> EXERCISE INSTRUCTIONS: Could you arrange every line from the one containing "Mark the person's" through the final line of the rows, both included, as a numbered list with blank lines left out?

━━ RECORDS SHOWN ━━

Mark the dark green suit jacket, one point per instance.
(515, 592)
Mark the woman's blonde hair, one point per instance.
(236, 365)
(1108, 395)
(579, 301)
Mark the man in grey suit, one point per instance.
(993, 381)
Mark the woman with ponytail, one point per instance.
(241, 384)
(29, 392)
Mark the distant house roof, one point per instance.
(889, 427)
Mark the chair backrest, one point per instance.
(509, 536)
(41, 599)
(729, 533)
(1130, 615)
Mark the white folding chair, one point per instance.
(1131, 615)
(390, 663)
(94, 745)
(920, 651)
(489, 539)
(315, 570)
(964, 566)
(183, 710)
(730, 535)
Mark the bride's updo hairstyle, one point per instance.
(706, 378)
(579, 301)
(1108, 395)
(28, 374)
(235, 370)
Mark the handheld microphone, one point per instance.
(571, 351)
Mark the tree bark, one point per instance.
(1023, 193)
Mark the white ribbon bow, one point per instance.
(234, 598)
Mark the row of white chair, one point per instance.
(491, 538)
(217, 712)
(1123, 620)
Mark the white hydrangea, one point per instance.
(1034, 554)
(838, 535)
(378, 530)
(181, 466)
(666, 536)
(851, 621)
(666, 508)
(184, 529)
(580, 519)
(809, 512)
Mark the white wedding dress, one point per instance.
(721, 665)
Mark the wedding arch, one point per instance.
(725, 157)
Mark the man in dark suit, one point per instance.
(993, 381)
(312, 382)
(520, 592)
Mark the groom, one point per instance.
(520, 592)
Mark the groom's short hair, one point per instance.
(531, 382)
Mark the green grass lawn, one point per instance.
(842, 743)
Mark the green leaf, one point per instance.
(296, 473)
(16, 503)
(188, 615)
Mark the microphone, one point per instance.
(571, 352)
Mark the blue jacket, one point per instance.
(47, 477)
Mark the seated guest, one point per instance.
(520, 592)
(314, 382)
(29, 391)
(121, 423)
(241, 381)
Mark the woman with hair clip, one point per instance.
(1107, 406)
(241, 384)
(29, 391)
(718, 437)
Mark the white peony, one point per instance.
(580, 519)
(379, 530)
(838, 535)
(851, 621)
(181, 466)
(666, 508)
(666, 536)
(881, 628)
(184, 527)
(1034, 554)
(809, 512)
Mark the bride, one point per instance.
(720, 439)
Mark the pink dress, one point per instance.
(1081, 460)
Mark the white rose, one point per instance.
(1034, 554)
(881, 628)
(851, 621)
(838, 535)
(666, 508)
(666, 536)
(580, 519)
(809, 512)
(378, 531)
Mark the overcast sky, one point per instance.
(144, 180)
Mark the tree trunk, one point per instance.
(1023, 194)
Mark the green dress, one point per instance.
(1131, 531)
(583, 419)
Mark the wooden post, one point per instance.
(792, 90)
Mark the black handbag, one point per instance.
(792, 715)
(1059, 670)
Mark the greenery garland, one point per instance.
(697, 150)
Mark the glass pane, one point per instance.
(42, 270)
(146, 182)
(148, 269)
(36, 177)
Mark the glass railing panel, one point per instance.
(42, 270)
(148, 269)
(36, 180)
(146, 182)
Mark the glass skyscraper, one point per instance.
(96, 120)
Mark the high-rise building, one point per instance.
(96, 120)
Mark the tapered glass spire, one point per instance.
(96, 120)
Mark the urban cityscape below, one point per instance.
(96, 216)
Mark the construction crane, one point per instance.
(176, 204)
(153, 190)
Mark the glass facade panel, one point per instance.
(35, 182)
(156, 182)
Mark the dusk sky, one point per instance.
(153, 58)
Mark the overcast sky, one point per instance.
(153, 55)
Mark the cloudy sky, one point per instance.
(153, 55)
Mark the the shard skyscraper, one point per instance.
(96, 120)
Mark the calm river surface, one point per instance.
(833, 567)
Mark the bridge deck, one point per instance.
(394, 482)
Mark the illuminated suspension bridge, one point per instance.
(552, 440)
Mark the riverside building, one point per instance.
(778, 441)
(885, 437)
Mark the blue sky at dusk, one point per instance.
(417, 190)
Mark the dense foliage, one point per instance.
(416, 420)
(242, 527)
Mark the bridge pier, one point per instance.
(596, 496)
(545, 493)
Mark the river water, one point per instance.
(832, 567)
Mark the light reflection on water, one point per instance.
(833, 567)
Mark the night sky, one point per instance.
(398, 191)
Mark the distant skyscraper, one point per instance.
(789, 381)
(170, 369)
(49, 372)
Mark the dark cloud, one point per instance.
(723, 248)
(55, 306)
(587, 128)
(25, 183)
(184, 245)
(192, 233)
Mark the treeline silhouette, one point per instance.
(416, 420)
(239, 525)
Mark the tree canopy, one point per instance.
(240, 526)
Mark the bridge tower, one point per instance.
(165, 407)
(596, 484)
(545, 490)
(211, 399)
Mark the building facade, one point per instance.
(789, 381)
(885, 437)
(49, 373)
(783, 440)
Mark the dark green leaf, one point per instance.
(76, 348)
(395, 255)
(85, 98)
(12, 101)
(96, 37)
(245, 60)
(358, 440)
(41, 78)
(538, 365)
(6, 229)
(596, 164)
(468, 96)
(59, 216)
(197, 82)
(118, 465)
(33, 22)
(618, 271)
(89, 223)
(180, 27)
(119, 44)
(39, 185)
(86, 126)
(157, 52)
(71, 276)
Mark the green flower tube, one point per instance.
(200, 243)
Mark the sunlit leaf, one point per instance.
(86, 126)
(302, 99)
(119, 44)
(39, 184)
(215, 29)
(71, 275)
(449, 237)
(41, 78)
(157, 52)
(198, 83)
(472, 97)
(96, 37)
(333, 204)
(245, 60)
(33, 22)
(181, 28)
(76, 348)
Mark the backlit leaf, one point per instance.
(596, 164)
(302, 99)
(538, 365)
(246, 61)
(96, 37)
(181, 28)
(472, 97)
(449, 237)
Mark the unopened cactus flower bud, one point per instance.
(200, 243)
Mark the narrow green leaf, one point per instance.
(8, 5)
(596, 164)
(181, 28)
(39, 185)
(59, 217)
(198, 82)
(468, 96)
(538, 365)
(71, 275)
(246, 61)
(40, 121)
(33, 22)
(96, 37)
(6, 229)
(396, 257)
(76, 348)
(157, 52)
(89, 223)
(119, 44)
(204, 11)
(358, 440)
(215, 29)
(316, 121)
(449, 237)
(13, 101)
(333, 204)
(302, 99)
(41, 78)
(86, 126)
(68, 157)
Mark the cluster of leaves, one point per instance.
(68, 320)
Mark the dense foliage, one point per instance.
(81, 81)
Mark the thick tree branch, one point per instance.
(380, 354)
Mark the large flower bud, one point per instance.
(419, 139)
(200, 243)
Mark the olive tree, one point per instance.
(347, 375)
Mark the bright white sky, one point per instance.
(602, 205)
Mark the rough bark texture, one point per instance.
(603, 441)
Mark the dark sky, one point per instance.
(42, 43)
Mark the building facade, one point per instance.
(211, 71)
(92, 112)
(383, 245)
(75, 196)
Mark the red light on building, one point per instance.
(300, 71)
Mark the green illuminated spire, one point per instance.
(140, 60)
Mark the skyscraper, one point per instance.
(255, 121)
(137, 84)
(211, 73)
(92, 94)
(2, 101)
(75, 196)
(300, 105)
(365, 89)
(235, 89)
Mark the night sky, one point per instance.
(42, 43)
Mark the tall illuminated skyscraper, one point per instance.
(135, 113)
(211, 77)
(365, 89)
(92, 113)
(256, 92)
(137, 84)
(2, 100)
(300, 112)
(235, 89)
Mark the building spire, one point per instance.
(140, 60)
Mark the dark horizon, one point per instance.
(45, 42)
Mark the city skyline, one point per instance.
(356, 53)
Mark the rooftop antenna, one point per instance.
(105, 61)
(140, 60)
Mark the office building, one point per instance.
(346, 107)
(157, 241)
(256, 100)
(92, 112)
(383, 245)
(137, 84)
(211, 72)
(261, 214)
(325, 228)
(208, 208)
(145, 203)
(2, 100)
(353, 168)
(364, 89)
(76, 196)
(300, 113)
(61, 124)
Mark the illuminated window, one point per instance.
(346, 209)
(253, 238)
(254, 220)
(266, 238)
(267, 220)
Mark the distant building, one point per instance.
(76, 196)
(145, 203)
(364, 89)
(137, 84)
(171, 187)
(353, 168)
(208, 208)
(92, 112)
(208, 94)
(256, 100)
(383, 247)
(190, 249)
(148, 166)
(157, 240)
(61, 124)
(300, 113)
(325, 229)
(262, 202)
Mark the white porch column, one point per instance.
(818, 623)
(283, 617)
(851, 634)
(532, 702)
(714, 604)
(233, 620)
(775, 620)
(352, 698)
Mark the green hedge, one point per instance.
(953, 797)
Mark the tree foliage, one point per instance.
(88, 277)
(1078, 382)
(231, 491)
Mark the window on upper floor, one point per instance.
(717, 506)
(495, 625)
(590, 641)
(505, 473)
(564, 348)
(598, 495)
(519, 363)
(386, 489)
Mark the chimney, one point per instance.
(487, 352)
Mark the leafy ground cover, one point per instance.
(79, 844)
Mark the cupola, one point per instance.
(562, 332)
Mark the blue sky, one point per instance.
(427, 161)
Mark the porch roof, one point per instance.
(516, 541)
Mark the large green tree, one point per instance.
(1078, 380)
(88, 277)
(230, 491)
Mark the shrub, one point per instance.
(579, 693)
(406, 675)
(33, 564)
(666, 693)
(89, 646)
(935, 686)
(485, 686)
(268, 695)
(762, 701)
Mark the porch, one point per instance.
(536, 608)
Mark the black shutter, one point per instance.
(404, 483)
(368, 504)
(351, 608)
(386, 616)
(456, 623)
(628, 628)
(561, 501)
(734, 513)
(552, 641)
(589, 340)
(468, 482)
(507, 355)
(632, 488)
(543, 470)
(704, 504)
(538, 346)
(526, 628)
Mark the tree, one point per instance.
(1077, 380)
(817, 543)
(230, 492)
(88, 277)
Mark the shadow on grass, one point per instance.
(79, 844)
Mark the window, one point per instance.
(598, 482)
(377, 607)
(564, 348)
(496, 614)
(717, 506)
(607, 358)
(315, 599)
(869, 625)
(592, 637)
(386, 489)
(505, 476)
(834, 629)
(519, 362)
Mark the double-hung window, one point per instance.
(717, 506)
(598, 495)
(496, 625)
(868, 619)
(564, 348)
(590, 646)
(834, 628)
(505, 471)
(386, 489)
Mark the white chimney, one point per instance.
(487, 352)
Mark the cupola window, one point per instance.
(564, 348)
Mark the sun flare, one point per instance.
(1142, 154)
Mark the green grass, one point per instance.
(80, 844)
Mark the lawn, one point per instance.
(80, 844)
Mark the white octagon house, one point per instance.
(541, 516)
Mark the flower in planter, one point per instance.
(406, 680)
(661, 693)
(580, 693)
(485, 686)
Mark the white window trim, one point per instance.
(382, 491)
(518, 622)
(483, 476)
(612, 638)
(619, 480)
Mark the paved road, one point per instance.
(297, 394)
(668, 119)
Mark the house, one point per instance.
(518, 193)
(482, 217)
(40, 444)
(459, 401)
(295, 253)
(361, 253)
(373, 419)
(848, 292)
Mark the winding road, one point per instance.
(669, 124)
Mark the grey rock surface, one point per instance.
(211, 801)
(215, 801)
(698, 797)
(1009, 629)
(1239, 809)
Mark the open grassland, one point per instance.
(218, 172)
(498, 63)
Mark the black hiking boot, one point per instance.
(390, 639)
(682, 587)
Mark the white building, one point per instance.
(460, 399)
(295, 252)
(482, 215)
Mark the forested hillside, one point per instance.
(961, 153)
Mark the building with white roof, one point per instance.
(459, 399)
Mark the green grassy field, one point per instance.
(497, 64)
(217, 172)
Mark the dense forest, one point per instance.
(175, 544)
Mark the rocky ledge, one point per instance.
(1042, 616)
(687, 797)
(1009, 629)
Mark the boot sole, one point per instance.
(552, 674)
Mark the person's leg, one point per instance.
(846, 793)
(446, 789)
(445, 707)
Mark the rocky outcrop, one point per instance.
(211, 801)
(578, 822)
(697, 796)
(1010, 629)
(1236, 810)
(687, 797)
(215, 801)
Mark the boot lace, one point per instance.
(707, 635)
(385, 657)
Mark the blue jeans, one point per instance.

━━━

> FINAL RESULT:
1. Mark the person's leg, one point per instance.
2. (846, 793)
3. (446, 789)
4. (445, 707)
5. Mark the rocky outcrop, one point per instance.
6. (211, 801)
7. (578, 822)
8. (697, 796)
9. (1010, 629)
10. (1236, 810)
11. (687, 797)
12. (215, 801)
13. Mark the boot lace, one point per instance.
14. (707, 635)
15. (385, 657)
16. Mark the blue jeans, one point per instance.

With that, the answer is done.